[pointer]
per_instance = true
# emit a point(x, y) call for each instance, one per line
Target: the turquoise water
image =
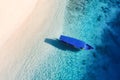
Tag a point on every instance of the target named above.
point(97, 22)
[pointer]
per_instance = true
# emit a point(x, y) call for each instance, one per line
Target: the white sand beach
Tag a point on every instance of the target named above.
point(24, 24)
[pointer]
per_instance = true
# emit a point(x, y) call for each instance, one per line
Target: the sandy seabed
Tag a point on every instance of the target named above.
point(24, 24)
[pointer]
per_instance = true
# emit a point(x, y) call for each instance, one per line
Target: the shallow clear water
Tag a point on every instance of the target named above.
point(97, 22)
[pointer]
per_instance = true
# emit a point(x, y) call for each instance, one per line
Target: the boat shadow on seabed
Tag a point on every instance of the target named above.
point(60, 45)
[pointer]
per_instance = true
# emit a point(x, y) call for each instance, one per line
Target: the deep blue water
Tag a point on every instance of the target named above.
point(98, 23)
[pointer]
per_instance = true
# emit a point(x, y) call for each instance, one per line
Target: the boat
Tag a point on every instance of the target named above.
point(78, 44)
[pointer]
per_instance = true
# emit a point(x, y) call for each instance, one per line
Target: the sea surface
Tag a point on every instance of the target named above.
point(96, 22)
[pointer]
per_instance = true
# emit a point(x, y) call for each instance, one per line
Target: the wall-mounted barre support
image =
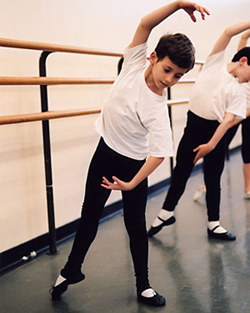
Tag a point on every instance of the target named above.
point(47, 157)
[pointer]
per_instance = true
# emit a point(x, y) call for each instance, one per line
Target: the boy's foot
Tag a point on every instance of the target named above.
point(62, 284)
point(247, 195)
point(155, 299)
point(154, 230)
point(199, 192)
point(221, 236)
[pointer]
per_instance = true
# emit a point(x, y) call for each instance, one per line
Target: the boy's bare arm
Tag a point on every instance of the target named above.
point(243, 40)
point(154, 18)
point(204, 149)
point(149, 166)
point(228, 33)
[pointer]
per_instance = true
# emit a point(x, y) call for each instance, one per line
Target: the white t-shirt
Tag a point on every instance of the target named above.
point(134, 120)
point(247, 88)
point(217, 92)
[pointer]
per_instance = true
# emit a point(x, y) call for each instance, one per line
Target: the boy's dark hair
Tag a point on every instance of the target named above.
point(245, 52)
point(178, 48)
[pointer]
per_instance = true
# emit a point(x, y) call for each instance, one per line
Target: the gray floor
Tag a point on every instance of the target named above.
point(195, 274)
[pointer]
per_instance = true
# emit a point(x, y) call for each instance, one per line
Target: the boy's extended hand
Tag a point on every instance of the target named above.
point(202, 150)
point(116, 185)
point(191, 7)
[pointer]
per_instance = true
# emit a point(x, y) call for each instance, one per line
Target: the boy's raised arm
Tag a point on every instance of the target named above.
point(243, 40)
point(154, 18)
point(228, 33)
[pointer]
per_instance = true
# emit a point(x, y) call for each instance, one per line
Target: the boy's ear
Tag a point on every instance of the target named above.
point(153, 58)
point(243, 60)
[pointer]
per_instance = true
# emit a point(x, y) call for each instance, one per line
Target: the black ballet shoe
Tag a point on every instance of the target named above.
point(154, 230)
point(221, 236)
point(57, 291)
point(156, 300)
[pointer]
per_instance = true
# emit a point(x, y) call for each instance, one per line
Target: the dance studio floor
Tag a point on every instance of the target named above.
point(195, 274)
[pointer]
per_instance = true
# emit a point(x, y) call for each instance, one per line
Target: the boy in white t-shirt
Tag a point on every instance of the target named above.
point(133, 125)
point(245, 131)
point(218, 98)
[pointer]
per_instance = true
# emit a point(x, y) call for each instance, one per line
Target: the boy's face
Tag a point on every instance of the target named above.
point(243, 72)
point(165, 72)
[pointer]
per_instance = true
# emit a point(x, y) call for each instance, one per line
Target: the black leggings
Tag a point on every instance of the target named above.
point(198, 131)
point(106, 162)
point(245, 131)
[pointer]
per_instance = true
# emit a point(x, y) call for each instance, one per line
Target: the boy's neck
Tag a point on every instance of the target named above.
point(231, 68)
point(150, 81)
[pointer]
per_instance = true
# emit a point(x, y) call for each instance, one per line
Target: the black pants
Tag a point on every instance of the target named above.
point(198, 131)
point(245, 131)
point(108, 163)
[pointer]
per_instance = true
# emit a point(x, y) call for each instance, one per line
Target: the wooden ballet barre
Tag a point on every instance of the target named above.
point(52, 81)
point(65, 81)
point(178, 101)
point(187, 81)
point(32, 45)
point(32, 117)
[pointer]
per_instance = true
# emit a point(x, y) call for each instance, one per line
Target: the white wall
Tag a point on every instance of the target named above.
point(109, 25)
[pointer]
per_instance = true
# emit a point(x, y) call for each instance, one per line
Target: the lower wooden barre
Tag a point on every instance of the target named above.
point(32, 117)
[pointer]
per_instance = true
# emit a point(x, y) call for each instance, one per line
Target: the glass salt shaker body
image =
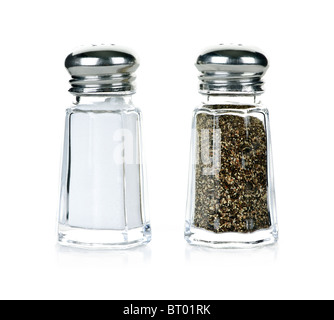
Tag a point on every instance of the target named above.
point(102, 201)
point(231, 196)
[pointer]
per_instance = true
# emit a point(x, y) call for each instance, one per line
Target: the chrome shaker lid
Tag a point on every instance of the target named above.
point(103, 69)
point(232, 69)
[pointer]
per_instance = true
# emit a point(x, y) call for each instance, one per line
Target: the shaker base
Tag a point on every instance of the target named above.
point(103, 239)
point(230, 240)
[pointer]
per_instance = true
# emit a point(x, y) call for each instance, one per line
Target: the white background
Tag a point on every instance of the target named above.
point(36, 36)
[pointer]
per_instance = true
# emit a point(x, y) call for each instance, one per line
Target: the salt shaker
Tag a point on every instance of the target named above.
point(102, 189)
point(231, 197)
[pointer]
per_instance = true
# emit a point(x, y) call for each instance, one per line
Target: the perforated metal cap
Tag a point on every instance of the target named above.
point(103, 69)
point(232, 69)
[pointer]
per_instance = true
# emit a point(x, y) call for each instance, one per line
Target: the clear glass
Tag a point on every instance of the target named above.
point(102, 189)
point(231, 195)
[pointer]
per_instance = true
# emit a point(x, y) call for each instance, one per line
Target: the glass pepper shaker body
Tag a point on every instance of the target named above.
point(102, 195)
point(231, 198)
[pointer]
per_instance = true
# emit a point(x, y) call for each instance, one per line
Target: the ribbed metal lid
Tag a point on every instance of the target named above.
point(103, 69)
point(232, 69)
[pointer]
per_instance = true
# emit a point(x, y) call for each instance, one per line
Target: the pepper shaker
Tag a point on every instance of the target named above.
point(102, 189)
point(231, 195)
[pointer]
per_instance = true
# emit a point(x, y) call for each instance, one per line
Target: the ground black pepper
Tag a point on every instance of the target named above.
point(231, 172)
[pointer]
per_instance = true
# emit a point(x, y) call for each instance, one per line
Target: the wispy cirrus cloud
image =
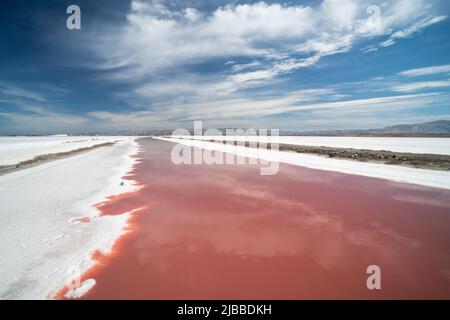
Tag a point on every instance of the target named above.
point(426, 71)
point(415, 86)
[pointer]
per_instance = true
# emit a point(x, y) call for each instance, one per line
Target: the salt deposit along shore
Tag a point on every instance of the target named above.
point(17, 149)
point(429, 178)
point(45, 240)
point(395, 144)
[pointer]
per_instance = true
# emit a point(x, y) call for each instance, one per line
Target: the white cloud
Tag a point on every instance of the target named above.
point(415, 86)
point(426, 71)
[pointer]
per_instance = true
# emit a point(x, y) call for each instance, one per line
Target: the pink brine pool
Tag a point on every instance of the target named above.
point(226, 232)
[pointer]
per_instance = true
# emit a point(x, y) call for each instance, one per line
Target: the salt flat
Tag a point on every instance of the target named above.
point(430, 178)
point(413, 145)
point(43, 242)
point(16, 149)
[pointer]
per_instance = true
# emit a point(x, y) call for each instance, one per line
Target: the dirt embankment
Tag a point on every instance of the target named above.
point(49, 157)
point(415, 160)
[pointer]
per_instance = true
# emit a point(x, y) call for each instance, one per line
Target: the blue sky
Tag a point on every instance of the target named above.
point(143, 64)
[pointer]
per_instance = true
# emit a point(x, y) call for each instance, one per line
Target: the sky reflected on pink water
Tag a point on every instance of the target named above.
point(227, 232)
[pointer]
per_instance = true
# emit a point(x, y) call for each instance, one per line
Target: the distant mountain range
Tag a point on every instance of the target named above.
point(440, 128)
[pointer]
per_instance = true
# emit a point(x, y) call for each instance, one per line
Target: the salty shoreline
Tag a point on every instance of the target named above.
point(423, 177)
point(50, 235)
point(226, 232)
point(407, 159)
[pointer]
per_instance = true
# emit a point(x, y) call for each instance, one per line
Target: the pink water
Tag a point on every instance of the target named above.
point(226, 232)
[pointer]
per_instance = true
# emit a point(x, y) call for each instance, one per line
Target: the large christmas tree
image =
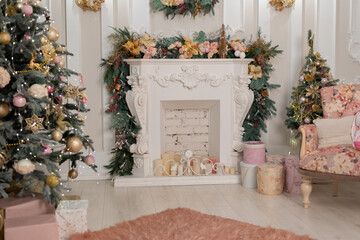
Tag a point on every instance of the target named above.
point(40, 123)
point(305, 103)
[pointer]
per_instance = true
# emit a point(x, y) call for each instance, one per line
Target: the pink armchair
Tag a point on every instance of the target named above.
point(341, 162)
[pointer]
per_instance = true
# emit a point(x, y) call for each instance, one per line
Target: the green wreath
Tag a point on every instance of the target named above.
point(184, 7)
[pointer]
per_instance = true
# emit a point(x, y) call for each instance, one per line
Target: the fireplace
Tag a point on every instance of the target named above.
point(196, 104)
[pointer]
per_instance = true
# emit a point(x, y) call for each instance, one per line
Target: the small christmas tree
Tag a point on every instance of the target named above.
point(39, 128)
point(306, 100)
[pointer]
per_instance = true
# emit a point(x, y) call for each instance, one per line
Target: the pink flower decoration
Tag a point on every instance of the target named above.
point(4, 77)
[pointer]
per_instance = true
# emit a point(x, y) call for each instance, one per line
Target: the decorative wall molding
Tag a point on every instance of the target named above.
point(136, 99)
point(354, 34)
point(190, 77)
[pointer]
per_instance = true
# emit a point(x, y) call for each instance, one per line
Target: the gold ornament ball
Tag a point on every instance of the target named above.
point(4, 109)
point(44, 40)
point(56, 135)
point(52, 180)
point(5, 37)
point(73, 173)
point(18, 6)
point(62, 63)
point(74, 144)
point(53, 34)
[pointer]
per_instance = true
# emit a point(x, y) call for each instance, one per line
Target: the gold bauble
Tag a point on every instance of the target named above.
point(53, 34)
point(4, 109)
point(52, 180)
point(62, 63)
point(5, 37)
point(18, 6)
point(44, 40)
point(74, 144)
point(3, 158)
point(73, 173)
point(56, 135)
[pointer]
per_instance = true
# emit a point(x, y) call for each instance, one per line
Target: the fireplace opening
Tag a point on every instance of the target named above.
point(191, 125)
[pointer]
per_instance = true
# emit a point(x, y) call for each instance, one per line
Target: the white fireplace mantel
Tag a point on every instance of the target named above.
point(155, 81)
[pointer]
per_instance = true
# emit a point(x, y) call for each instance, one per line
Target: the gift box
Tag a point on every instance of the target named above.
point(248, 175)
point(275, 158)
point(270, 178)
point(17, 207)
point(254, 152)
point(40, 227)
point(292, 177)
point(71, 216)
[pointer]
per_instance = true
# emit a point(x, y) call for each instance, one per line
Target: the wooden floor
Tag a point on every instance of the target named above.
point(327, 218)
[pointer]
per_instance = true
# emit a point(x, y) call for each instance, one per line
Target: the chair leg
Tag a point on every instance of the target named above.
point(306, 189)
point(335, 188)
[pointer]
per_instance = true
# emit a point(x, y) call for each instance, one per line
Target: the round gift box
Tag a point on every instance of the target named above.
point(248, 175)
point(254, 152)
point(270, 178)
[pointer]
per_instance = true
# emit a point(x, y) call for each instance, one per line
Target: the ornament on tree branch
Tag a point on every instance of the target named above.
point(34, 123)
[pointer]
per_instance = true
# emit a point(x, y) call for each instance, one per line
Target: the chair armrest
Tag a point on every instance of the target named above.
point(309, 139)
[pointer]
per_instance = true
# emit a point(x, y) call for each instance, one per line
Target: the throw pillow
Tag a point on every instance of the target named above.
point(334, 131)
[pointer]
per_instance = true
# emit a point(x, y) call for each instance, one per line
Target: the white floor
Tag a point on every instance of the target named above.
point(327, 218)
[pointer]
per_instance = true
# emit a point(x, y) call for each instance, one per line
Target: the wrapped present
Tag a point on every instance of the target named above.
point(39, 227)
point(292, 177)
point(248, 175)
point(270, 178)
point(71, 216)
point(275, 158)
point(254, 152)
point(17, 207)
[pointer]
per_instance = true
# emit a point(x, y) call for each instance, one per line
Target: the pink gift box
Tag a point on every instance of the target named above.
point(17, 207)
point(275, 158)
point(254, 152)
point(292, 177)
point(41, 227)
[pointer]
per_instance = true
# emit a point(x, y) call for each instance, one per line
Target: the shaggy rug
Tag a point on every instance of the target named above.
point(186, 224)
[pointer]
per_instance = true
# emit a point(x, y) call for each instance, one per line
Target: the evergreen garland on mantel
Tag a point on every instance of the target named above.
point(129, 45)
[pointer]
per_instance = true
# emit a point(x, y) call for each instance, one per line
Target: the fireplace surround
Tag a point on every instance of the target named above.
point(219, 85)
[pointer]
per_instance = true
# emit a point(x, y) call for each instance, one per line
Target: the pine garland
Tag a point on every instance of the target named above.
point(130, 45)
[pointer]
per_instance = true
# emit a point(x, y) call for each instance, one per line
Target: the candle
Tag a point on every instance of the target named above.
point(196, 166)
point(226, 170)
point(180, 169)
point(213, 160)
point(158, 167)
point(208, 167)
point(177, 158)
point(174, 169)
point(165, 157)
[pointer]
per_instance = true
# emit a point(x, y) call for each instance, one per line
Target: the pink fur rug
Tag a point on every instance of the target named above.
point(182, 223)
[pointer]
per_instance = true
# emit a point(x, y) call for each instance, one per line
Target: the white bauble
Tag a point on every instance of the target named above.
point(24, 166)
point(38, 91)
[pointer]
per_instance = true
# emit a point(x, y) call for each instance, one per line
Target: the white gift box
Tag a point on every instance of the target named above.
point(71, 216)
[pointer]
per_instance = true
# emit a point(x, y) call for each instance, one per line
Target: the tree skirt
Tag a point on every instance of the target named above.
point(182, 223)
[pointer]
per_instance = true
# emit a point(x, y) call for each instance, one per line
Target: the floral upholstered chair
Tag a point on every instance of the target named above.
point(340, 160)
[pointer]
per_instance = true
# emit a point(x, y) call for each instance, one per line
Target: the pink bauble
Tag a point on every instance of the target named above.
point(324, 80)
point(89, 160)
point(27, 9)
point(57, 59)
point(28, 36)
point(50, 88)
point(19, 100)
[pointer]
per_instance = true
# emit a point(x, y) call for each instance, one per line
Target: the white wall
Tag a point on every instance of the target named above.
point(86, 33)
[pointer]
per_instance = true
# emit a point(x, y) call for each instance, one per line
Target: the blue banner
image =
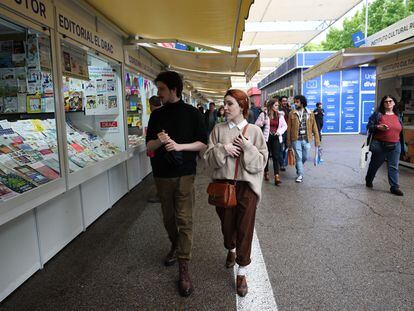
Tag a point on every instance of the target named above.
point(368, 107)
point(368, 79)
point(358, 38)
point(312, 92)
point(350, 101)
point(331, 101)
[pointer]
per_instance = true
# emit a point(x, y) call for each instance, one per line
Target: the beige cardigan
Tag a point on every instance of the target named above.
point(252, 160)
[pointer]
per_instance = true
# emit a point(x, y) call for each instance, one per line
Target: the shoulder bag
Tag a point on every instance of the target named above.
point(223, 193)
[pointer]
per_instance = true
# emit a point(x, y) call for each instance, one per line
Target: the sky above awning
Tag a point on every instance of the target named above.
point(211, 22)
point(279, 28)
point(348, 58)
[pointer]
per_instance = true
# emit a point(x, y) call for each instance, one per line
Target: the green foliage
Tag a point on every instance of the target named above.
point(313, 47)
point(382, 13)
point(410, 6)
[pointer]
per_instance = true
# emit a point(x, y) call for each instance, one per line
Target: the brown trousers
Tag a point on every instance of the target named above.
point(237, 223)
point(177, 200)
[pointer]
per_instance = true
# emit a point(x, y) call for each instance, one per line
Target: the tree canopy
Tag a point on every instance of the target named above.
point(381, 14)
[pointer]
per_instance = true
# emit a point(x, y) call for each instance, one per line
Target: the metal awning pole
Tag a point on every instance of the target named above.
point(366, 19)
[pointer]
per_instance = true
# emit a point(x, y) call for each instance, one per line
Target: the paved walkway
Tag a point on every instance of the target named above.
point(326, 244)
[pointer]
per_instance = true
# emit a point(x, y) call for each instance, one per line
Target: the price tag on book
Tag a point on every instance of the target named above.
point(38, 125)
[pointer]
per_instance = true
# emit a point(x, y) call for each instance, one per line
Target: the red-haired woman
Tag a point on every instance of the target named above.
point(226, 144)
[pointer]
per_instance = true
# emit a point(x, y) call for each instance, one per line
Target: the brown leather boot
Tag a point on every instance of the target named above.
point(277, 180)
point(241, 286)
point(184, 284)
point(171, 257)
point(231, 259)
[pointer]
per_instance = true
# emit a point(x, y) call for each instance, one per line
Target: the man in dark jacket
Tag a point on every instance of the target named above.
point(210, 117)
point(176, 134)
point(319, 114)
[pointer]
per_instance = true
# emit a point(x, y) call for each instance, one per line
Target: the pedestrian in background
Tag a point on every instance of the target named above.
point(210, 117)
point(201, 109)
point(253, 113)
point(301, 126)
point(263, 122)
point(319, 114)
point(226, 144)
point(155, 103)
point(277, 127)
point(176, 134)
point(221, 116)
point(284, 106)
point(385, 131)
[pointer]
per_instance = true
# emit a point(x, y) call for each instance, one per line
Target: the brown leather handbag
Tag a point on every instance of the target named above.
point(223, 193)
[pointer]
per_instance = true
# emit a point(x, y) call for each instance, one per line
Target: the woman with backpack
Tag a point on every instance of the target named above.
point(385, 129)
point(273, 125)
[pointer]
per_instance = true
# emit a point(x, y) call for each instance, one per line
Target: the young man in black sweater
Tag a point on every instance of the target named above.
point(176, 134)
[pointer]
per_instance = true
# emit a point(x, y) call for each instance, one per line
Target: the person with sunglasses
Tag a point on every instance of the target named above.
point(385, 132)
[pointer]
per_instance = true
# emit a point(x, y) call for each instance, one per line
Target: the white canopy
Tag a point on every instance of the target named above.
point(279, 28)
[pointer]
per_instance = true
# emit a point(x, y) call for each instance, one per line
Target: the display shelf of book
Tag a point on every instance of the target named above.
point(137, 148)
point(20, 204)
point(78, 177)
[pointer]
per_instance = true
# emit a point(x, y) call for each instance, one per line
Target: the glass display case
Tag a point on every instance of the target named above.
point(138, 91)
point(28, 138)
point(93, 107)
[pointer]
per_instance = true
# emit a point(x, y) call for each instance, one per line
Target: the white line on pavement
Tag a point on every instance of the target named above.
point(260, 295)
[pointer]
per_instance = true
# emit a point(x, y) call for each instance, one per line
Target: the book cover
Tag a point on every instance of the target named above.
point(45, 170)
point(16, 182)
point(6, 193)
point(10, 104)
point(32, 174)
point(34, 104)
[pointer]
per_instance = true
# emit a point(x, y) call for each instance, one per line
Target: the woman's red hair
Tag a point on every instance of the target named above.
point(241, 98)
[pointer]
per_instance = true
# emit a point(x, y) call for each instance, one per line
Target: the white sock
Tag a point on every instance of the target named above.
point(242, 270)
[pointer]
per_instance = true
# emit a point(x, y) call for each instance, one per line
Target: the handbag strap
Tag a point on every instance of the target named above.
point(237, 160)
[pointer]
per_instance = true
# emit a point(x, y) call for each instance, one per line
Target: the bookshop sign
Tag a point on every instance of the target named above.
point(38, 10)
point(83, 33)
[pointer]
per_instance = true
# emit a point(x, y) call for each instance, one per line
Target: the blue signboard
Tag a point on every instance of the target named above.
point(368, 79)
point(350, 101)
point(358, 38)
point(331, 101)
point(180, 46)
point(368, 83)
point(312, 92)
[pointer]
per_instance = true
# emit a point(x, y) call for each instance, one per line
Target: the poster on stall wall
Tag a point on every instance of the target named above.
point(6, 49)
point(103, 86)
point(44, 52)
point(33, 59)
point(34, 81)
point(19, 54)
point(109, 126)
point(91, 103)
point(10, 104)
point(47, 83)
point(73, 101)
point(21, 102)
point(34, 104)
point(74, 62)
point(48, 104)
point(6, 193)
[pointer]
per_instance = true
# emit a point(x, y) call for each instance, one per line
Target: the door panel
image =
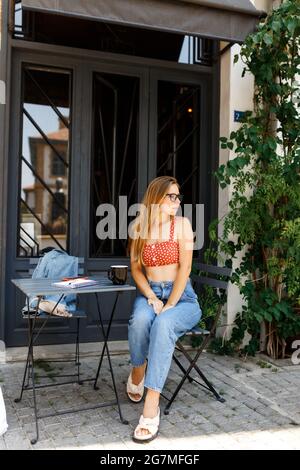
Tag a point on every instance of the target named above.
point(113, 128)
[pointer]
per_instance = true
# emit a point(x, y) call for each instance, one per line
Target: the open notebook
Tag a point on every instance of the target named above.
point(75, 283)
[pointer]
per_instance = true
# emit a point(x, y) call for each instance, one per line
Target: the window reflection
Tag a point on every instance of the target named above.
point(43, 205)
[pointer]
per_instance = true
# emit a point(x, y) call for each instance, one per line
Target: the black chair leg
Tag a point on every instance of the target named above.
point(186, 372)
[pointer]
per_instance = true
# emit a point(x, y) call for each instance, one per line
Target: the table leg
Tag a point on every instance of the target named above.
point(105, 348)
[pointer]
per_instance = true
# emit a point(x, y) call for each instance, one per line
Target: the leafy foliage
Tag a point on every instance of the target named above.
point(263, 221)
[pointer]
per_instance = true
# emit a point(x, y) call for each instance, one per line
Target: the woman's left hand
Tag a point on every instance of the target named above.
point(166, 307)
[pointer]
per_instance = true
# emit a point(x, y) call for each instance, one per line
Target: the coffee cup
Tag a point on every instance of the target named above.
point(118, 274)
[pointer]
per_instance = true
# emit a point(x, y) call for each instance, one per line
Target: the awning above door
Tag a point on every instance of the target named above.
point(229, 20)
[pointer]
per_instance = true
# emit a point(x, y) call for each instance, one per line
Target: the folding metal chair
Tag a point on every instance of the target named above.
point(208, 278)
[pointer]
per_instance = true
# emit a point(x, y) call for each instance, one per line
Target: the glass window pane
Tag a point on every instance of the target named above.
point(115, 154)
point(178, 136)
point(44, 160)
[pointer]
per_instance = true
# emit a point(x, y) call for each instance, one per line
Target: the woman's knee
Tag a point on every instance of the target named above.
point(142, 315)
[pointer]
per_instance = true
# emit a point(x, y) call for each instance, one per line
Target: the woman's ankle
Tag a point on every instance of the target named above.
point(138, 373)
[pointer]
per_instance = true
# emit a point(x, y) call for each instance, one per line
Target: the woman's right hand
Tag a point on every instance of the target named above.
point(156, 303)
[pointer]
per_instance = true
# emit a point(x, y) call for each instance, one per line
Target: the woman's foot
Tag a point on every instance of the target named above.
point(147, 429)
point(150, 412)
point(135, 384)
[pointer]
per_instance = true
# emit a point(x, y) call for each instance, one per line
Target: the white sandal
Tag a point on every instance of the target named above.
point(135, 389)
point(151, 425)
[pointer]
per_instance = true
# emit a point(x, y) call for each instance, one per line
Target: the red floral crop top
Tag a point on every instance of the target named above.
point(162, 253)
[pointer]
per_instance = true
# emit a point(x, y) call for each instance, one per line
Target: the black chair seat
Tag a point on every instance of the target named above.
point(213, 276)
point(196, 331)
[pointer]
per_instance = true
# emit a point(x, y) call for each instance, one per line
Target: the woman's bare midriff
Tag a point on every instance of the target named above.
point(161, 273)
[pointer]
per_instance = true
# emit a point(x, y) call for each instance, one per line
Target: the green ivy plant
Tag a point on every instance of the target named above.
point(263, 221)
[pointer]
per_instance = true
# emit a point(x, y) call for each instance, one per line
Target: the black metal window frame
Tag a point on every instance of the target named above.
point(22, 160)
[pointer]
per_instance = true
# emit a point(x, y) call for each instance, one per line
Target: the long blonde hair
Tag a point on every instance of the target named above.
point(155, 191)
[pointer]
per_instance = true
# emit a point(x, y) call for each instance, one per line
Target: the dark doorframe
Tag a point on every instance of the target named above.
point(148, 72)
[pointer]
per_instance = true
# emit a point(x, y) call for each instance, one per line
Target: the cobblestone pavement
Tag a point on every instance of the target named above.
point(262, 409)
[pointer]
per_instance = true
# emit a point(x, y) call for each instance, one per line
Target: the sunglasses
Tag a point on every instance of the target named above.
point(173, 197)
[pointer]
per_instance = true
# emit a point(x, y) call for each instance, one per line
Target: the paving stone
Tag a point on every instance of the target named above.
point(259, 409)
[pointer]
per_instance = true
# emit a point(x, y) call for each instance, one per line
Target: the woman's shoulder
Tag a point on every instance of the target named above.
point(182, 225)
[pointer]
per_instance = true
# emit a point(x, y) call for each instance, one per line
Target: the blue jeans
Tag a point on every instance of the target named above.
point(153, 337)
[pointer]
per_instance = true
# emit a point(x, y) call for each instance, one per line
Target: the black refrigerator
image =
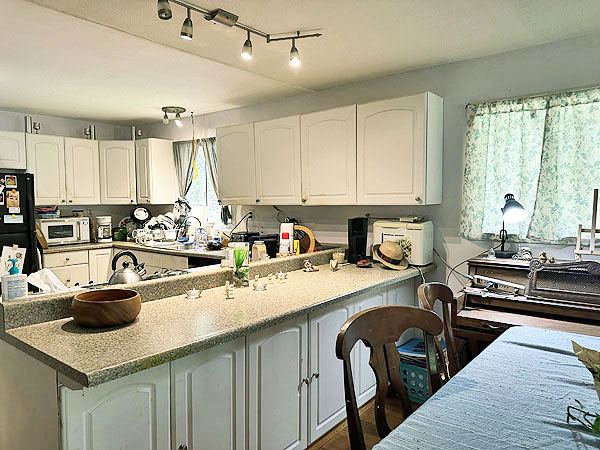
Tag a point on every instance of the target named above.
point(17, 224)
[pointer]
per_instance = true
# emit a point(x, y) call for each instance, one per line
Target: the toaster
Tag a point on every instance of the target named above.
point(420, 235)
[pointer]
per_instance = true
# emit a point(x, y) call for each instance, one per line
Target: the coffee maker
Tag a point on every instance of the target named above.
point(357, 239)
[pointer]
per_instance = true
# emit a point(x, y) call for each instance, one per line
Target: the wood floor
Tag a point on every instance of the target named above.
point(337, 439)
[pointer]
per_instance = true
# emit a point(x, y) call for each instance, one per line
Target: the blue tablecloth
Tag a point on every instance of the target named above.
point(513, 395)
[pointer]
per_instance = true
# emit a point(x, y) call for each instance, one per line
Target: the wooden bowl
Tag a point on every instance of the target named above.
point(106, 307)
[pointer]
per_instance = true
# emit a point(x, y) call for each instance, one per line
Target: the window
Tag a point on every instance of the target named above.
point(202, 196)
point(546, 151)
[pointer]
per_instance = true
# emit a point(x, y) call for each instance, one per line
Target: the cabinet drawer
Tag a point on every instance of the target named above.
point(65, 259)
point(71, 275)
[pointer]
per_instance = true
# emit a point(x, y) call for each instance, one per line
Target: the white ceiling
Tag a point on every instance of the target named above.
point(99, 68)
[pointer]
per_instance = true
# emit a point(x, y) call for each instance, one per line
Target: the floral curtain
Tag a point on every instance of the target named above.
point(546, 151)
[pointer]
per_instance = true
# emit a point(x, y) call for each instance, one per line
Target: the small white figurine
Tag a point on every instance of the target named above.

**********

**INSTRUCTIONS TO FOLLOW**
Reproduce the lines above without changes, from the very first line through the line that contains "point(96, 22)", inclusive, and omit the pictures.

**FINAL RESULT**
[pointer]
per_instance = true
# emit a point(x, y) call for each instance, one per line
Target: the turquoise water
image =
Tag a point on every instance of the target named above.
point(97, 22)
[pointer]
per_instance = true
# emit a point(x, y) call for each instance, one per line
Target: the white sand beach
Tag a point on every instance of the target named above.
point(24, 24)
[pointer]
per_instance = true
# emit a point(x, y) call for each instance, one per line
Target: the sandy seabed
Tag a point on every instance of the target named above.
point(24, 24)
[pointer]
per_instance = true
# emit a point(x, y) call for each instance, one per line
Target: the shallow clear water
Tag a point on every instance of the target named above.
point(97, 22)
[pointer]
per_instance = true
# emit a point(x, y) call for each instance, one per line
Target: the boat shadow on seabed
Tag a point on every instance of the target named above.
point(60, 45)
[pointer]
per_instance = true
# emit a point(x, y) call for each instance, one per line
Target: the deep blue water
Tag a point on every instance of the target named above.
point(98, 23)
[pointer]
per_instance = true
# emit a point(x, y) call for each instance, one per line
Target: the boat
Tag a point on every instance of the target named above.
point(78, 44)
[pointer]
per_instance = true
# emit a point(x, y) call for each instance, one per line
Target: the sea surface
Tag a point on every instance of the target named above.
point(96, 22)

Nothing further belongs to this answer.